* Begin *

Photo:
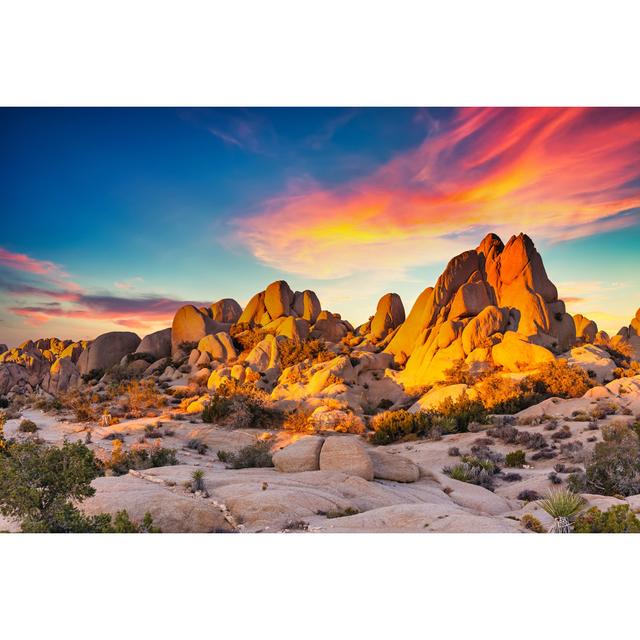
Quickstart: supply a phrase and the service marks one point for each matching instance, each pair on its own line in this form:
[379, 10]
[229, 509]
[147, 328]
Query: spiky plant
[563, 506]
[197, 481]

* End *
* Begin *

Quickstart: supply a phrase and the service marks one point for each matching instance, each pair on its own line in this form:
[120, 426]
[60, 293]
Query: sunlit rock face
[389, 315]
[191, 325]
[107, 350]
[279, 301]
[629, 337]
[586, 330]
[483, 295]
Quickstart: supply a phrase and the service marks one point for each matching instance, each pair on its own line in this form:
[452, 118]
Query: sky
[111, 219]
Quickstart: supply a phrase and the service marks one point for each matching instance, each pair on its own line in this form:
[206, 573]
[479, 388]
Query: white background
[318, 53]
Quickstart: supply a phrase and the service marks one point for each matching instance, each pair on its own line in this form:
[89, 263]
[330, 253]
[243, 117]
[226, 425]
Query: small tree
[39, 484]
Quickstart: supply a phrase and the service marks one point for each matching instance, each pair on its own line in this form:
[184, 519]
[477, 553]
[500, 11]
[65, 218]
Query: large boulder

* End *
* Begin *

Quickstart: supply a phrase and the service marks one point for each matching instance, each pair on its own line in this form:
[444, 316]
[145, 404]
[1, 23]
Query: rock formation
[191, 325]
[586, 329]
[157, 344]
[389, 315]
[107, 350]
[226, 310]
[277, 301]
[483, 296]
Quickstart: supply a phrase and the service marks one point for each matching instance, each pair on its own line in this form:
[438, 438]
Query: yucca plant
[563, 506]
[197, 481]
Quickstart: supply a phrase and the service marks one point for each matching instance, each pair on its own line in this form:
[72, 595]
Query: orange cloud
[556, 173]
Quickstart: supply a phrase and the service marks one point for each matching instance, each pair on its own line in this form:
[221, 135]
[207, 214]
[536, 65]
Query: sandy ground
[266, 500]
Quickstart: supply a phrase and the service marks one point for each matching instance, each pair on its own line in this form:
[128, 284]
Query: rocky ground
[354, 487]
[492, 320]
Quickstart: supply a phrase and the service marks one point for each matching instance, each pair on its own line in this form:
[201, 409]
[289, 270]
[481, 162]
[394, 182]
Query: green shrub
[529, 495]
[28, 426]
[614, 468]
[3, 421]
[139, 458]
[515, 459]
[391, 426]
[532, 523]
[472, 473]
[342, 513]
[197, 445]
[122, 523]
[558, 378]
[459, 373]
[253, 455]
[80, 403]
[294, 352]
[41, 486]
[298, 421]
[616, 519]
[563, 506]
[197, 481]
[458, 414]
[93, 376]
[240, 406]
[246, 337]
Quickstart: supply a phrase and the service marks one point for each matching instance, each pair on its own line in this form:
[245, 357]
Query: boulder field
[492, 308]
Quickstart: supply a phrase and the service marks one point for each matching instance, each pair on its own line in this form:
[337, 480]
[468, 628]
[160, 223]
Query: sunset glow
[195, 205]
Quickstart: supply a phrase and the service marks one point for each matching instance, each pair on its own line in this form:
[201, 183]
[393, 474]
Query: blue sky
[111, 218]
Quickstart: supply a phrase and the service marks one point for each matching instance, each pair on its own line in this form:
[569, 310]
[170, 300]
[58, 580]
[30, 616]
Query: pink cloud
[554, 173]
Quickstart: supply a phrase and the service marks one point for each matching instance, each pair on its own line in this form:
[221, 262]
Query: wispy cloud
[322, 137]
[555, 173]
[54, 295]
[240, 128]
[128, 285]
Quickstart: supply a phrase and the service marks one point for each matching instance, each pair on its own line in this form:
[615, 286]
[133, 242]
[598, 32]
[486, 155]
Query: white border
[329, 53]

* End *

• [OBJECTIVE] Count the lines of the data above that contain the string "plant", treating case as significant, and give only the number.

• [RESULT OF THIS EXERCISE] 2